Streaming (SSE)¶

POST /threads/{thread_id}/runs/stream executes a run and streams its progress back as Server-Sent Events (text/event-stream). This is how UIs render token-by-token output and live state updates.

The response¶

The endpoint returns a streaming response with:

Content-Type: text/event-stream
Cache-Control: no-cache
Connection: keep-alive
Content-Location: /threads/{thread_id}/runs/{run_id} — so the client knows the run id immediately.

Each event is encoded in the standard SSE framing, with a monotonically increasing id:

id: 1
event: metadata
data: {"run_id":"...","thread_id":"...","run":{...}}

id: 2
event: values
data: {"messages":[...]}

id: 3
event: end
data: {"run_id":"...","status":"success","usage":{"total_tokens":1234}}

JSON payloads are serialized compactly (no extra whitespace).

Event sequence¶

A successful stream always looks like:

metadata (first event) — the run is starting. Payload: {"run_id", "thread_id", "run": <RunModel>}.
Zero or more data events — the graph's output, in a shape determined by the requested stream_mode (see below).
end (terminal, on success) — {"run_id", "status": "success", "usage": {"total_tokens": <int>}}. The total is measured per run by a usage callback attached to the run's config (see Token usage).

If the graph raises, the terminal event is instead:

error — {"detail": "<message>", "run_id": "..."}.

If the client disconnects mid-stream, the run is marked interrupted.

Stream modes¶

The stream_mode field on the run request (a single mode or a list) selects how graph output is emitted. skeino dispatches three ways:

values (default)eventsother modes

Incremental value streaming. skeino subscribes to both LangGraph's messages and values streams and emits values events whose messages list grows token-by-token as agent nodes produce output. This is what powers live "typing" UIs.

▶ _Given records_
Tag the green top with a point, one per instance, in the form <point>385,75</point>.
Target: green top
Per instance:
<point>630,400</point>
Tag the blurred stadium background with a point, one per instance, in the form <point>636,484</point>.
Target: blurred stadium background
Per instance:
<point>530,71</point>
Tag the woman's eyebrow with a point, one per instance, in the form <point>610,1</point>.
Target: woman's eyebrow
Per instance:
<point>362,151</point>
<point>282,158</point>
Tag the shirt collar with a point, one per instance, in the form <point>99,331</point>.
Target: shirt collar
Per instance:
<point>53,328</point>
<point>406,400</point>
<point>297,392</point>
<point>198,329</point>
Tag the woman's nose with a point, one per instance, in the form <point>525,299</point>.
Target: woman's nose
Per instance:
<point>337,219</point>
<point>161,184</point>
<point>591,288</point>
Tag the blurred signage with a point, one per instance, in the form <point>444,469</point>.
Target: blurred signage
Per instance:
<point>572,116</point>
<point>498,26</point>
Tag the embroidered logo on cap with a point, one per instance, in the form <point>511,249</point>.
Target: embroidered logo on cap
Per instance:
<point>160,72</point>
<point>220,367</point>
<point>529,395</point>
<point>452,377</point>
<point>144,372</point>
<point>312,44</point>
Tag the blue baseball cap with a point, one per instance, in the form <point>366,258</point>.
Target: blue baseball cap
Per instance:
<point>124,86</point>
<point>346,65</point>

▶ _Given instruction_
According to the streaming documentation, what happens to the run if the client disconnects mid-stream?

▶ _Task result_
The run is marked interrupted.